Textauszug =
◇ ◇ ◇ ◇ ◇ ◇ ◇

Tanz auf dem Vulkan

(Tanz auf dem Vulkan, D 1938, 80 Min., Regie: Heinz Steinhoff)

Ein Ausstattungsfilm, ein Musikfilm, eine Huldigung an einen großen Schauspieler namens Debureau, gespielt von Gustaf Gründgens. Ein Film, der alles brachte, was das Kinovolk liebt. Dabei war das Thema mehr als brisant. Und man reibt sich verwundert die Augen, wenn man das Entstehungsdatum dieses Films liest: 1938.

Der Publikumsliebling im Paris des Jahres 1830 verfaßt Spottgedichte auf den unpopulären französischen König, die er heimlich drucken und verbreiten läßt. Nach einer seiner begeistert aufgenommenen Aufführungen flattern sie vom Balkon des Theaters in den Zuschauerraum hinab. Gleichzeitig konspiriert der Schauspieler mit dem Neffen des Königs, Louis Philippe, der beim Volk beliebt ist, um ihm auf den Thron zu verhelfen. Das paßt zu dem Lied, das er zu seinem Markenzeichen und zum Gassenhauer werden läßt: „Die Nacht ist nicht allein zum Schlafen da, die Nacht ist da, daß was passiert …“ Schließlich läßt der Schauspieler sich dazu hinreißen, seine Aufrufe zum Sturz des Königs in einer seiner Aufführungen direkt und ungeschützt ins Publikum zu schreien. Daraufhin wird er verhaftet, wegen Umsturzversuchs verurteilt und zum Schafott geführt. Doch unmittelbar vor der Hinrichtung durch die Guillotine beginnen die Pariser Bürger Barrikaden zu bauen, und der König flieht ins Ausland. Vom Schafott aus kann der Schauspieler die Bevölkerung von Paris mit seinem Lied zum allgemeinen Aufstand aufstacheln. Die Julirevolution rast. Der Schauspieler ist frei, und der allseits beliebte Louis Philippe wird neuer König.

Es soll Schwierigkeiten mit der Zensur gegeben haben, heißt es. Aber der Film wurde doch freigegeben. Weil es um ein Werk ging, das den Erbfeind Frankreich lächerlich machte. Und weil das Ganze satirisch verpackt war. Das ist naiv.

◇ ◇ ◇ ◇ ◇ ◇ ◇

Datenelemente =
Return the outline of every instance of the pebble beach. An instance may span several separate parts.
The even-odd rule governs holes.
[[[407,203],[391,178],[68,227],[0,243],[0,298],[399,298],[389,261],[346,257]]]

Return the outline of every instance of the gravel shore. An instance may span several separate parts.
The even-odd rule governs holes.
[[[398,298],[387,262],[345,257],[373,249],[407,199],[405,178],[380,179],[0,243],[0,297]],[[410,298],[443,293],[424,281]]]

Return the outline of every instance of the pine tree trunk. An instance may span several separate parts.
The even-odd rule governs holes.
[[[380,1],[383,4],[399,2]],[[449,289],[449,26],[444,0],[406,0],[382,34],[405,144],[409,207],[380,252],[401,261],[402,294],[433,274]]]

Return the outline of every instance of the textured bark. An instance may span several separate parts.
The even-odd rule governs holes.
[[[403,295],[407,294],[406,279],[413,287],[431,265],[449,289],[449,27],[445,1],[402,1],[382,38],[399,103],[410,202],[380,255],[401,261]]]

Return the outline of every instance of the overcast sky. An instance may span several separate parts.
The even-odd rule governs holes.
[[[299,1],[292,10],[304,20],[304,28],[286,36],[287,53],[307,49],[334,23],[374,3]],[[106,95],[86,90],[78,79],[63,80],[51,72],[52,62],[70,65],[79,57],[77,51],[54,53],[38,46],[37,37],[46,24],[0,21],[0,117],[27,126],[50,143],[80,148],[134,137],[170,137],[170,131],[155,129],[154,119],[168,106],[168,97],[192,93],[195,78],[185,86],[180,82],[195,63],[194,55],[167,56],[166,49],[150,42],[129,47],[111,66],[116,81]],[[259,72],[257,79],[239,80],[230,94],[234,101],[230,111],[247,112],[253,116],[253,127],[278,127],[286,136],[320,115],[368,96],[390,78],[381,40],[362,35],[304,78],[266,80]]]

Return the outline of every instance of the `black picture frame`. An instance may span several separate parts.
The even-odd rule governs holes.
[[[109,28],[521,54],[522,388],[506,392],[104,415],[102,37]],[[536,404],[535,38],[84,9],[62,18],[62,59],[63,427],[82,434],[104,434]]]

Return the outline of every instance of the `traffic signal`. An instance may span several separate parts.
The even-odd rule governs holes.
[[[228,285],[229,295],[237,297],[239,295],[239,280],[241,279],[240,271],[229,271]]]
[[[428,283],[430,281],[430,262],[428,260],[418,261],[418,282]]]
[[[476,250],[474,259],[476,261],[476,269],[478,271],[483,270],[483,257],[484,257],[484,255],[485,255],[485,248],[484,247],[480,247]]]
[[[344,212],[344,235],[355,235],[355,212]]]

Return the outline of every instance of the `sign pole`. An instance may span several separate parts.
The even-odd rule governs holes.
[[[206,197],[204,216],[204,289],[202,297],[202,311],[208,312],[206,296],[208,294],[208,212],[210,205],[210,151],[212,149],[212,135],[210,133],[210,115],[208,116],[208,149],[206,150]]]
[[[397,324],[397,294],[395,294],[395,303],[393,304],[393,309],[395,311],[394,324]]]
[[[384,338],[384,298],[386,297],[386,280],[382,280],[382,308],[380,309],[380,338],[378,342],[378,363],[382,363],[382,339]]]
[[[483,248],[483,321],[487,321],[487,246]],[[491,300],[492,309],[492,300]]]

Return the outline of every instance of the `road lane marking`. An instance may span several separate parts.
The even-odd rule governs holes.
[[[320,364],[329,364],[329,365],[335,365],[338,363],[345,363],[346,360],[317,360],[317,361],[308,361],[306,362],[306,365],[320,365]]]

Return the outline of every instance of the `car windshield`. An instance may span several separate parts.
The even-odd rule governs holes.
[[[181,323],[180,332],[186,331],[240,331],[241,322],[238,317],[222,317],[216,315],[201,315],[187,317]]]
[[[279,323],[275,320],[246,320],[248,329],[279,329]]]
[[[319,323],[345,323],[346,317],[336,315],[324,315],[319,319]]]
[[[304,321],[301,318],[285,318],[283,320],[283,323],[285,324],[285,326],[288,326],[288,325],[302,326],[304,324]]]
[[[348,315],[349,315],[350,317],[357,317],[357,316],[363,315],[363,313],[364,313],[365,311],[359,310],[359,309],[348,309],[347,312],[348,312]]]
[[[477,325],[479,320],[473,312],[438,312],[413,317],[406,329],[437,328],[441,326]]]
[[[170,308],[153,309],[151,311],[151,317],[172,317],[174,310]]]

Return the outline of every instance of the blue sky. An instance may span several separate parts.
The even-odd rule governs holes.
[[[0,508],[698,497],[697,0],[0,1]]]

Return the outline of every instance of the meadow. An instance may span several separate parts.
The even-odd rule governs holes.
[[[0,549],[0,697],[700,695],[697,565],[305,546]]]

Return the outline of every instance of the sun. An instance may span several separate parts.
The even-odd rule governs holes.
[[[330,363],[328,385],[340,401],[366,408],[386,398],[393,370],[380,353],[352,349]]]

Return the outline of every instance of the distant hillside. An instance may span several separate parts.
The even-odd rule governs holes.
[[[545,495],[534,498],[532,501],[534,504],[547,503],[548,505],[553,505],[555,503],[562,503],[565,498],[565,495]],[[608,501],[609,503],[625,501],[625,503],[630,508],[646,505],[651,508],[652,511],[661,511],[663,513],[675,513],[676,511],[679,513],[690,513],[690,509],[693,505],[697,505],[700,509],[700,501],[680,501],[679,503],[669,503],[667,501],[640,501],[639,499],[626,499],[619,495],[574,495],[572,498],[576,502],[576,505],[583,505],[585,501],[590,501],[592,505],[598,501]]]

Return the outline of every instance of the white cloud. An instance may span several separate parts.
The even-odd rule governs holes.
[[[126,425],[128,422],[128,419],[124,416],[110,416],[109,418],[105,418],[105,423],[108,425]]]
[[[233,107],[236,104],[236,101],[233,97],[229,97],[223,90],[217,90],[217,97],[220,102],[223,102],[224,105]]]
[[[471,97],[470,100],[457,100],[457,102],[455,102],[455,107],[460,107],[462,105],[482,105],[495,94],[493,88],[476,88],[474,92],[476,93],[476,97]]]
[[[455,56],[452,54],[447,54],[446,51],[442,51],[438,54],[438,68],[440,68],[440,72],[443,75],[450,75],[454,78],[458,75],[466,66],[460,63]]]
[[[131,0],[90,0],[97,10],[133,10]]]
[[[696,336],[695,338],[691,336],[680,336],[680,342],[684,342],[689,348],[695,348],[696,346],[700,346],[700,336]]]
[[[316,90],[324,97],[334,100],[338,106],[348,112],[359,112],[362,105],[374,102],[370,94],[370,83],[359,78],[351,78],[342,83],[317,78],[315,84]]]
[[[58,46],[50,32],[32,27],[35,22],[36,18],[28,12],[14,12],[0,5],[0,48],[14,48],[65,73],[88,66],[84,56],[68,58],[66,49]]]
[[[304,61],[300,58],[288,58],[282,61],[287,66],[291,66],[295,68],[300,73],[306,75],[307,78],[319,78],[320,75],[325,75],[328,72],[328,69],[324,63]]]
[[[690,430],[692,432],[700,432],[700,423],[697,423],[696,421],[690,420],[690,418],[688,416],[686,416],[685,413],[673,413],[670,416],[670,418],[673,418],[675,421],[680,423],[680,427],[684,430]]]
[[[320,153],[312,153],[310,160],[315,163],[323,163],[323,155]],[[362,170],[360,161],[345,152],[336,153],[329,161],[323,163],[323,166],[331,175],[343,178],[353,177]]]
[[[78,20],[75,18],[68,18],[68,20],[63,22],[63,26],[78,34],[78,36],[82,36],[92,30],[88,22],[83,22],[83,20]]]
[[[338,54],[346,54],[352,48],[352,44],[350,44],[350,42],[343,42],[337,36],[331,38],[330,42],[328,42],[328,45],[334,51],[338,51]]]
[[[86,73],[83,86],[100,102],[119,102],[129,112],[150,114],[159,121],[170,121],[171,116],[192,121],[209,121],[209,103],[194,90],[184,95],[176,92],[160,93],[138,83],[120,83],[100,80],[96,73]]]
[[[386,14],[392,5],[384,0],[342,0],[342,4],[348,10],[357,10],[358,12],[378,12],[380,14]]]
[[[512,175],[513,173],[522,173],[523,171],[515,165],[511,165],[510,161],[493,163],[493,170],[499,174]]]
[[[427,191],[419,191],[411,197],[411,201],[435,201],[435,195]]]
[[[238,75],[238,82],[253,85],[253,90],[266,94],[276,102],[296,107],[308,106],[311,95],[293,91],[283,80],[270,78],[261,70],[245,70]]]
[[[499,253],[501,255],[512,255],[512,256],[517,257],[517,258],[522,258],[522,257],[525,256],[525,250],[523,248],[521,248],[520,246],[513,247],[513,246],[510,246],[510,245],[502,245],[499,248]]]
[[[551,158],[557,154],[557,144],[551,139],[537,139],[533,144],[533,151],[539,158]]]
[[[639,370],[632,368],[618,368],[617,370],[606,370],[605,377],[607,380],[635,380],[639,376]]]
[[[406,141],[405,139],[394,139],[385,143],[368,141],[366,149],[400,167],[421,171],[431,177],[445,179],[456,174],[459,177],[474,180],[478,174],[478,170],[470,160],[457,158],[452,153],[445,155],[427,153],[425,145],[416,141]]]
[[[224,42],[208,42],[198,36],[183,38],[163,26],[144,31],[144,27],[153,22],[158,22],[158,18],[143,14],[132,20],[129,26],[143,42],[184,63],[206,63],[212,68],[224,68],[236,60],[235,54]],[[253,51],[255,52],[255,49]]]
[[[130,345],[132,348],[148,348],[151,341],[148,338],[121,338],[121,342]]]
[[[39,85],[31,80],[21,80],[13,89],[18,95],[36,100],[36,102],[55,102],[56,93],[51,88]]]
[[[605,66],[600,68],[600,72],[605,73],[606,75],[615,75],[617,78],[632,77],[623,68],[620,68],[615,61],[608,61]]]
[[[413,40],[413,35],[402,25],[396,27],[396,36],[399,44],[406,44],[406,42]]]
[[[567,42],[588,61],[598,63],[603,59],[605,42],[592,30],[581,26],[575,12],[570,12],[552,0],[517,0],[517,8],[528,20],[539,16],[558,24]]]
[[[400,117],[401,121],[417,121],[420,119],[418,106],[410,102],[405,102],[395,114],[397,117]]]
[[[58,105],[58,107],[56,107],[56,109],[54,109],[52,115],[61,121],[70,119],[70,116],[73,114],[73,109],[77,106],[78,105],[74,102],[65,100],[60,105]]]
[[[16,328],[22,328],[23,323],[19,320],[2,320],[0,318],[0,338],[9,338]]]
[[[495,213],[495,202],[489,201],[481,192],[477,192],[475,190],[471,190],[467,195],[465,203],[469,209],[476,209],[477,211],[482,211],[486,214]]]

◇ ◇ ◇ ◇ ◇ ◇ ◇

Wer spielt laut dem Textauszug über den Film „Tanz auf dem Vulkan“ den Schauspieler Debureau?

Gustaf Gründgens.